▶ **What is expected**
Copy the part of the hip replacement abstract between "Clinical and radiographic" and "by owner questionnaire.", inclusive, reproducing it word for word.

▶ **Reading text**
_ _ _ _ _

Total hip replacement for the treatment of atraumatic slipped femoral capital epiphysis in dogs
Article first published online: 11 JUL 2012
© 2012 British Small Animal Veterinary Association
Journal of Small Animal Practice
Volume 53, Issue 8, pages 453–458, August 2012
How to Cite
Gemmill, T. J., Pink, J., Clarke, S. P. and McKee, W. M. (2012), Total hip replacement for the treatment of atraumatic slipped femoral capital epiphysis in dogs. Journal of Small Animal Practice, 53: 453–458. doi: 10.1111/j.1748-5827.2012.01236.x
- Issue published online: 30 JUL 2012
- Article first published online: 11 JUL 2012
To evaluate dogs diagnosed with slipped femoral capital epiphysis which were treated by total hip replacement.
Clinical and radiographic records of consecutive cases of slipped femoral capital epiphysis treated by total hip replacement were reviewed. Longer-term follow-up was by owner questionnaire.
Fifteen cases were identified; 14 were affected unilaterally, 1 bilaterally. Median age at presentation was 13 months (range 6 to 30); median weight was 35 kg (range 10 to 66). Radiographically, proximal femoral sclerosis was evident in 13 of 16 hips. Thirteen hybrid and three cemented total hip replacements were performed. One dog had a stem complication five months postoperatively necessitating explantation. All other total hip replacements remained functional. At four weeks postoperatively lameness and pain scores were improved in all cases. Fourteen total hip replacements were examined after three months. Lameness was mild in 2 limbs and absent in 12; pain on manipulation was not apparent in any case. Significant radiographic complications were not encountered. Telephone questionnaires were performed for 14 cases (15 total hip replacements) at a median of 22 months postoperatively (range 8 to 45). Lameness was reportedly absent for 12 limbs and intermittent in 3. All owners felt that their dogs’ quality of life was good.
Total hip replacement can be a successful technique to treat slipped femoral capital epiphysis.

_ _ _ _ _

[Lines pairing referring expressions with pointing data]

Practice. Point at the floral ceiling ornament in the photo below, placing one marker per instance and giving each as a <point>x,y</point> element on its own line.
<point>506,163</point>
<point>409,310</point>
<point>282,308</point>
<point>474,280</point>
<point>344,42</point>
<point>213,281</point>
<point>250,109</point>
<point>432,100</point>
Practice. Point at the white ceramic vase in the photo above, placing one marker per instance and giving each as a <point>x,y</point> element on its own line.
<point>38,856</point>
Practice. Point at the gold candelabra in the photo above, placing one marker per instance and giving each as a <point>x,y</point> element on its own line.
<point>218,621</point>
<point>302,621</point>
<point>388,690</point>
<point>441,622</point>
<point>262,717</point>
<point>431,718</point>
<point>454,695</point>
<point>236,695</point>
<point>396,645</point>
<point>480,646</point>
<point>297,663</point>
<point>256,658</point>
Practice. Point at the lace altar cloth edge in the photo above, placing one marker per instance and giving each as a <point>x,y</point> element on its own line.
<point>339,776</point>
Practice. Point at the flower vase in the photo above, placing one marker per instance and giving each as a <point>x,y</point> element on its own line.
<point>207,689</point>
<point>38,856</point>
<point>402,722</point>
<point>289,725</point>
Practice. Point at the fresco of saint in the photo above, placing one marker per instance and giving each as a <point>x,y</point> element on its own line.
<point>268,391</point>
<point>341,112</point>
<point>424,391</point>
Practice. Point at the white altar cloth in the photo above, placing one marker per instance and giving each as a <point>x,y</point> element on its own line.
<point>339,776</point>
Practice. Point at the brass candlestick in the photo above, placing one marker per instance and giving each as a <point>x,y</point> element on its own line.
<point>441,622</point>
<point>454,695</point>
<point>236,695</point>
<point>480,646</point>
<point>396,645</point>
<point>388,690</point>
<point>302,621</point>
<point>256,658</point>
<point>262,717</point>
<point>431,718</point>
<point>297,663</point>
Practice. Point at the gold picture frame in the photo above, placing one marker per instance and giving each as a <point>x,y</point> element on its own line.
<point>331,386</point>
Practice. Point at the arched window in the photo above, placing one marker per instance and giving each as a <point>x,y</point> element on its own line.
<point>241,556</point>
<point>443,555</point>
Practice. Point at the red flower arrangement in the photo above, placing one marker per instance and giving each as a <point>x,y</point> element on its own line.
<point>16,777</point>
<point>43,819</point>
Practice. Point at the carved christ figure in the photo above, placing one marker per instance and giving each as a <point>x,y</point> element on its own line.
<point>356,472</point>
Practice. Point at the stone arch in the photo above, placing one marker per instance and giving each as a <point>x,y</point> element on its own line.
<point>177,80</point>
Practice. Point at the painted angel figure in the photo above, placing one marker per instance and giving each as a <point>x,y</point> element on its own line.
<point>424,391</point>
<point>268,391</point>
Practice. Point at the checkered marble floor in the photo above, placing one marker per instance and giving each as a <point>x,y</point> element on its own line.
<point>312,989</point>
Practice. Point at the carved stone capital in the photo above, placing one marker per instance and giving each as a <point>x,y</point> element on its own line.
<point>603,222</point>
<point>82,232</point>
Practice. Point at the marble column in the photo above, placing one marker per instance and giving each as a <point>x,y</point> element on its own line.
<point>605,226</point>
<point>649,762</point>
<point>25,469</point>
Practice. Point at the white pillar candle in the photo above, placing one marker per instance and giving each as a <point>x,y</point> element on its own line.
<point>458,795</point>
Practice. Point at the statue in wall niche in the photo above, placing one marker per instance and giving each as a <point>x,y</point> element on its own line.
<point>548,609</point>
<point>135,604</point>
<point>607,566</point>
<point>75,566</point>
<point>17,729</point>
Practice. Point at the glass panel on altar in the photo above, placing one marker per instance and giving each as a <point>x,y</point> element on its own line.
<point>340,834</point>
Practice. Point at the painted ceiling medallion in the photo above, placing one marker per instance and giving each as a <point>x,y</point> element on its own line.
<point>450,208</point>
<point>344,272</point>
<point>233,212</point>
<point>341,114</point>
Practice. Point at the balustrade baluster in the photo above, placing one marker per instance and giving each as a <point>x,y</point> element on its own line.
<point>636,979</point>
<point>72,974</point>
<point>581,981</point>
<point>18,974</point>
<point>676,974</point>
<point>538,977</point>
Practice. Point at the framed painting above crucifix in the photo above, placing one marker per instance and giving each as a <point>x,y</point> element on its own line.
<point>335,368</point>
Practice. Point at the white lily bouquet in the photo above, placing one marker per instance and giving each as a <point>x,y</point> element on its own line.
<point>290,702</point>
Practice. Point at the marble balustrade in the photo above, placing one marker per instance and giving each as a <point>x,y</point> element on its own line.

_ _ _ _ _

▶ **Exercise output**
Clinical and radiographic records of consecutive cases of slipped femoral capital epiphysis treated by total hip replacement were reviewed. Longer-term follow-up was by owner questionnaire.